**Given problem**
State how many of the lines below contain the word "bowl", answering with the number alone.

**Dataset excerpts**
*****

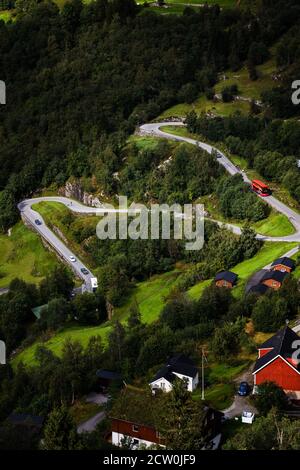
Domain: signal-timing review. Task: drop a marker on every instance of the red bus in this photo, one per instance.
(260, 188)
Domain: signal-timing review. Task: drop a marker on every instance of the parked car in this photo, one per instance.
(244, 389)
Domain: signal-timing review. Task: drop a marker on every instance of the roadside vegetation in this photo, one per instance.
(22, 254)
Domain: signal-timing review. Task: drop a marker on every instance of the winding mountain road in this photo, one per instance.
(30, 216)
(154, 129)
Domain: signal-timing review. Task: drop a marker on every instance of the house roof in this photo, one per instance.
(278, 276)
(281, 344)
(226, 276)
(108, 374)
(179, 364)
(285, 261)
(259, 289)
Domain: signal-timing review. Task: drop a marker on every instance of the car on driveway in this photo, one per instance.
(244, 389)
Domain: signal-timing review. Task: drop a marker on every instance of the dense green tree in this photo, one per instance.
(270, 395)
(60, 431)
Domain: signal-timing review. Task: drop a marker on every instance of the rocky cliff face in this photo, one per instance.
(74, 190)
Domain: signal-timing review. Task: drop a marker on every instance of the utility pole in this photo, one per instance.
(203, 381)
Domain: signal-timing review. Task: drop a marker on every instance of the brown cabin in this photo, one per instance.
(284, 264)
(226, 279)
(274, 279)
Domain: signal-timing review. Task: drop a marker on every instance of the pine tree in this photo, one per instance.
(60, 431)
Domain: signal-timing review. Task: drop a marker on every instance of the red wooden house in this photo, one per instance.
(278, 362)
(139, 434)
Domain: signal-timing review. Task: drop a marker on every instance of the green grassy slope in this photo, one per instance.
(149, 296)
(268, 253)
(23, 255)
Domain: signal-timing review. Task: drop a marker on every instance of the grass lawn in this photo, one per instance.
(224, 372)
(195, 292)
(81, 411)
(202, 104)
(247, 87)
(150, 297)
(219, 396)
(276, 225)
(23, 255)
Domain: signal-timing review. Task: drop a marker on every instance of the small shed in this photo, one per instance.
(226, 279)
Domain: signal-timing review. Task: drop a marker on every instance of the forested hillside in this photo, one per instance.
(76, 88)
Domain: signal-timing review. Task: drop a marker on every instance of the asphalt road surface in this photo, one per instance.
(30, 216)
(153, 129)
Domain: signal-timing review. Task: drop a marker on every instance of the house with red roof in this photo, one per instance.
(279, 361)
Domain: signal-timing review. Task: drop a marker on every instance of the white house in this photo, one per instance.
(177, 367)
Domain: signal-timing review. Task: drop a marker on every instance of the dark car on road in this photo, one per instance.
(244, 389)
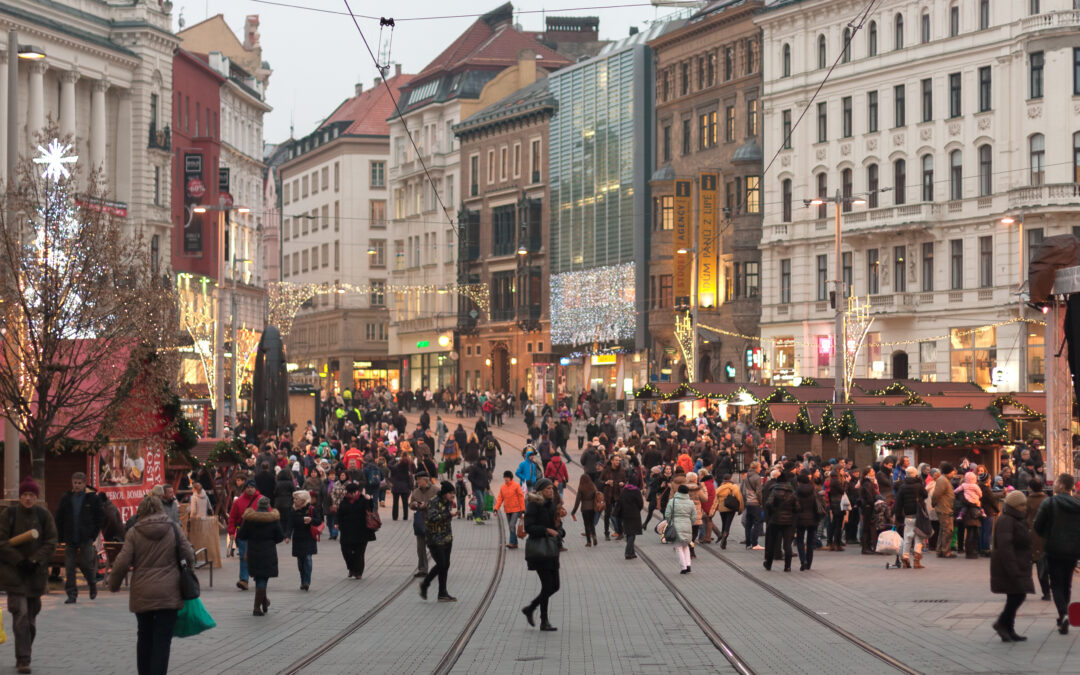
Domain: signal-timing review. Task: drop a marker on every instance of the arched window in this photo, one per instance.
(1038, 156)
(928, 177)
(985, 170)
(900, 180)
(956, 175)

*****

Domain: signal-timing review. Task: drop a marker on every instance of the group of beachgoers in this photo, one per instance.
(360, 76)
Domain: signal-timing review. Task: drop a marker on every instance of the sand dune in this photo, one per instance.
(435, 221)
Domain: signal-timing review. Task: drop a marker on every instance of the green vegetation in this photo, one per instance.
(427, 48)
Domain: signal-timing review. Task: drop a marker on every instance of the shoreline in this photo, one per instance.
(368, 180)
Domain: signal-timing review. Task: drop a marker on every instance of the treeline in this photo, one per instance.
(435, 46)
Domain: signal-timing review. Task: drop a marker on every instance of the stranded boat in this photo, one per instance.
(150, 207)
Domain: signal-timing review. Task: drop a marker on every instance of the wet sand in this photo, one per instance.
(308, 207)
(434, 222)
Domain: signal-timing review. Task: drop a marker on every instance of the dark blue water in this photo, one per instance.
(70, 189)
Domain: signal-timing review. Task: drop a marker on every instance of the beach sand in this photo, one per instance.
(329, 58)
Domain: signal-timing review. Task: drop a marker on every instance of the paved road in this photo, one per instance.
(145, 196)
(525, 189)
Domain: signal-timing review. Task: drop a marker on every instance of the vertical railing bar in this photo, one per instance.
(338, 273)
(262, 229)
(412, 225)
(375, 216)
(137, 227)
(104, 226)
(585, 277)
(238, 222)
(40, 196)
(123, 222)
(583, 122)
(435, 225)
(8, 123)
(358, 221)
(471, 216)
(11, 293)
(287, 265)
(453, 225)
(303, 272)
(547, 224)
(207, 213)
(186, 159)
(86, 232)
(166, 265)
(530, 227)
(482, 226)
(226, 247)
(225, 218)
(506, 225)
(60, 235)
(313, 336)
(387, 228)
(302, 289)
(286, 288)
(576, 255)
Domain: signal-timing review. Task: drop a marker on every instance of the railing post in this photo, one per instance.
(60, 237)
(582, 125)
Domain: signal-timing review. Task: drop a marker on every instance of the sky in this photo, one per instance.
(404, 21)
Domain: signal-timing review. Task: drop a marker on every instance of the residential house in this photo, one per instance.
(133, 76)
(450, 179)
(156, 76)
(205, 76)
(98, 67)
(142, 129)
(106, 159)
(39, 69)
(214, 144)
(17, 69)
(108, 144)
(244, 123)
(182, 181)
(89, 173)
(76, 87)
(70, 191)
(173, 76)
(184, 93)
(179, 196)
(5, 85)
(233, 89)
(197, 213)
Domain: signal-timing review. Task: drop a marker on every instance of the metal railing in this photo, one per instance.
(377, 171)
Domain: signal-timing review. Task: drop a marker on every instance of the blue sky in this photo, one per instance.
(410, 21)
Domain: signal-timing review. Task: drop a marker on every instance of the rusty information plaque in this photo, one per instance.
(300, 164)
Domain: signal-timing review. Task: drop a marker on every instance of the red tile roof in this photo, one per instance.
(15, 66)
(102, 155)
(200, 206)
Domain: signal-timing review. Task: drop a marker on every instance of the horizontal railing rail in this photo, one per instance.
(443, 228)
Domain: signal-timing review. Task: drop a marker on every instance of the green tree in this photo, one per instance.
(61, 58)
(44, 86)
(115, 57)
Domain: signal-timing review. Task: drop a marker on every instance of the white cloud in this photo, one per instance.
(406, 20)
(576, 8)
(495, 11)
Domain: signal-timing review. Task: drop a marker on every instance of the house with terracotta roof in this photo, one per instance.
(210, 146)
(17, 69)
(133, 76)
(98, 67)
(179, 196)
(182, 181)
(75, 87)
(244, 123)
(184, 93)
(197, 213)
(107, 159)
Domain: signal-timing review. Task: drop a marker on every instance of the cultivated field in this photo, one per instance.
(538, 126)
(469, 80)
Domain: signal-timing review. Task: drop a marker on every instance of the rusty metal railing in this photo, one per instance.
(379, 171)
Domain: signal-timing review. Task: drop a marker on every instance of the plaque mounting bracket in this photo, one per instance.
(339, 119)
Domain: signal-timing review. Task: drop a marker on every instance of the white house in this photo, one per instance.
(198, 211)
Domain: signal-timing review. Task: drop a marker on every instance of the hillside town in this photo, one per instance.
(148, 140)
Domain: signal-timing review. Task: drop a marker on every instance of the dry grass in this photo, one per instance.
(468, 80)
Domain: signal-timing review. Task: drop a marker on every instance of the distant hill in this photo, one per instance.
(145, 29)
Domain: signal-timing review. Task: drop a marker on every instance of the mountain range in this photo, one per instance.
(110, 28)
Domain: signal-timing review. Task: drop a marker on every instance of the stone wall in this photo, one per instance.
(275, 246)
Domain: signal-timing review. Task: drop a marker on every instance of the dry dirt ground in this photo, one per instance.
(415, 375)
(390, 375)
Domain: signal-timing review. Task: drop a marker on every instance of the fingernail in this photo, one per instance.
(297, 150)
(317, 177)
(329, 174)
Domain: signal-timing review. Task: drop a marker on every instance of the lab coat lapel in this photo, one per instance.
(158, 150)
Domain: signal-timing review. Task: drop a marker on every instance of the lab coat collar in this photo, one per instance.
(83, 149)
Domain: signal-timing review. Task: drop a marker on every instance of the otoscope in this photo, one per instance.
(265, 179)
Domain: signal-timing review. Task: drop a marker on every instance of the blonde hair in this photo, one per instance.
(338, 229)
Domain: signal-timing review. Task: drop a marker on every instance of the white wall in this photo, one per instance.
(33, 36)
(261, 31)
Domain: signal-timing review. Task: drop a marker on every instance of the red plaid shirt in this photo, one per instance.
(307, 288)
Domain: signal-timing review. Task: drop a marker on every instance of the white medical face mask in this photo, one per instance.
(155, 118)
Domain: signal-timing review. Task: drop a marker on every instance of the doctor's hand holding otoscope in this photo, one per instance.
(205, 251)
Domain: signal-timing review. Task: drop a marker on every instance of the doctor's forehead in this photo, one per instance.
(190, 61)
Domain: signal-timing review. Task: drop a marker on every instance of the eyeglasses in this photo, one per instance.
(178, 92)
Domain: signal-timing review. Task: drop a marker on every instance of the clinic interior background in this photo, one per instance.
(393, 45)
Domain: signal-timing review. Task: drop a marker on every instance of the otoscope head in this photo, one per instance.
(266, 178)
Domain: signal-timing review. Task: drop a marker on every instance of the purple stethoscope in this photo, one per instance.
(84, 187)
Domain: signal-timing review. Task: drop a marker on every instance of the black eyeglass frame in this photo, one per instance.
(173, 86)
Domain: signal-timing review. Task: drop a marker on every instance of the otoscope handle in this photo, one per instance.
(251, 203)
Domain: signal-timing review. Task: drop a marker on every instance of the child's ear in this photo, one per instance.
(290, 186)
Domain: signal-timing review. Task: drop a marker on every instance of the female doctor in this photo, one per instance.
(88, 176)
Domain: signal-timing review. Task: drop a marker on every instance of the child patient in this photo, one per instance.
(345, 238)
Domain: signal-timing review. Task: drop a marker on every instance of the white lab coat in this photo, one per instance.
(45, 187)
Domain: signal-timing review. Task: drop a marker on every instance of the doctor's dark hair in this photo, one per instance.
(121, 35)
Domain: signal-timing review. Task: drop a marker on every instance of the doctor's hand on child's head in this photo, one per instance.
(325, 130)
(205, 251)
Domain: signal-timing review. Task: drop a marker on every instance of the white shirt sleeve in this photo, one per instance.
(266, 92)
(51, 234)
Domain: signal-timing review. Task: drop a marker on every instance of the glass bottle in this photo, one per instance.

*****

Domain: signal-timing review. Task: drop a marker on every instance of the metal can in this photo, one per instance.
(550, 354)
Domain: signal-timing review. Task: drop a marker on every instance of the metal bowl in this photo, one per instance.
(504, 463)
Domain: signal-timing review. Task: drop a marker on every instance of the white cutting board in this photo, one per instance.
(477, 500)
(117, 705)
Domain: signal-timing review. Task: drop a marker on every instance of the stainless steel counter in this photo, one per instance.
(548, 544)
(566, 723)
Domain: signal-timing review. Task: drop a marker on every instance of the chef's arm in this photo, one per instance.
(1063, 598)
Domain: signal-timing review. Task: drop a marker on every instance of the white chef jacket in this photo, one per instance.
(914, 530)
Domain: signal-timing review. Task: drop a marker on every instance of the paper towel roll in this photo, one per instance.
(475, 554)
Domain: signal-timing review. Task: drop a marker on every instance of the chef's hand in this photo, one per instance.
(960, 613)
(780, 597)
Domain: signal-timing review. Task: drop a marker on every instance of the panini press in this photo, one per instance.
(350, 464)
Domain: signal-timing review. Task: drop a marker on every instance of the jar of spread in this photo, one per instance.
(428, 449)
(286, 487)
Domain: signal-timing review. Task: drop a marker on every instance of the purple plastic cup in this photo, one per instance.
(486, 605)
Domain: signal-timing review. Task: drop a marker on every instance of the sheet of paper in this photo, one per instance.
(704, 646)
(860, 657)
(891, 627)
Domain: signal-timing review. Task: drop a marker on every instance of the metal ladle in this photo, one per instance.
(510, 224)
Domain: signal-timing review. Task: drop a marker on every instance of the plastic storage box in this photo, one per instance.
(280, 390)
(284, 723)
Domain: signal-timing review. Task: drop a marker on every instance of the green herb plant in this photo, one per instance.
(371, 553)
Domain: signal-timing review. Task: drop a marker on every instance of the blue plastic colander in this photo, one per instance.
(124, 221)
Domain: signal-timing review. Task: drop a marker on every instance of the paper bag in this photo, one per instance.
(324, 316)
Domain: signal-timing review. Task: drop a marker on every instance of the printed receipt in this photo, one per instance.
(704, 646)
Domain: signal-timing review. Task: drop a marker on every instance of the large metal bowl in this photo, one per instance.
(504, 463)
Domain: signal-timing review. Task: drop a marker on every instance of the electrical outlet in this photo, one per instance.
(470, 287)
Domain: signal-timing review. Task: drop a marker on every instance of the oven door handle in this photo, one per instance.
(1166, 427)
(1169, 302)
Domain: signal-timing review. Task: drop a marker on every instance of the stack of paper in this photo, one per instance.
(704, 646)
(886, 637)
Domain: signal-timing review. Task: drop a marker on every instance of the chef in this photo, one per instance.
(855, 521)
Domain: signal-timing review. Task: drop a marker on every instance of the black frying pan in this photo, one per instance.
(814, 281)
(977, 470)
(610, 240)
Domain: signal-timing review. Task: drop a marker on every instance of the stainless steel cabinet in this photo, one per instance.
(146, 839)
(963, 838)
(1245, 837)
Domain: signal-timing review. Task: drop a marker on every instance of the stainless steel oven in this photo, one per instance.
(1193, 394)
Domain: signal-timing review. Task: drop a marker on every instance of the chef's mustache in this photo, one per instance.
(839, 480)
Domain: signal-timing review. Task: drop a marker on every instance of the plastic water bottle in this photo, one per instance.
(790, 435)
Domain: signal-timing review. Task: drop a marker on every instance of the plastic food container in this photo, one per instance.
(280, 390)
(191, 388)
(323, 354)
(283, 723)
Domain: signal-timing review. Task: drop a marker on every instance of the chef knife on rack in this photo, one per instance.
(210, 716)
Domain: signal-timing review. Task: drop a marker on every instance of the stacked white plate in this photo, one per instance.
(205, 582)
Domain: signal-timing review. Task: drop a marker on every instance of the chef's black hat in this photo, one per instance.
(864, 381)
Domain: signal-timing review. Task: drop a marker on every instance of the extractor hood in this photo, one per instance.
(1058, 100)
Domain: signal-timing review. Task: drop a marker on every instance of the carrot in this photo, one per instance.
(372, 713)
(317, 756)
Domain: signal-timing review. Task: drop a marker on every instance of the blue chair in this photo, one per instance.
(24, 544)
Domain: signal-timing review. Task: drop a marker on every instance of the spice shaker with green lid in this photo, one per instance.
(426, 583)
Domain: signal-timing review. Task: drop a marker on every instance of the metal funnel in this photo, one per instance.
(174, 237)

*****

**Result of the exercise**
2